::: DATA PROVIDED
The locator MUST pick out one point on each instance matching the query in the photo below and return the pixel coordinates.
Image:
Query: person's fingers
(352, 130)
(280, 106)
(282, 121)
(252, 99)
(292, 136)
::::::
PROBLEM DETAILS => Transcribe each item above line for line, without changing a single character.

WRITTEN SOLUTION =>
The locator MUST pick out one point on each instance matching the query in the photo below and return the pixel coordinates.
Image:
Query: person's fingers
(352, 130)
(280, 106)
(282, 121)
(252, 99)
(292, 136)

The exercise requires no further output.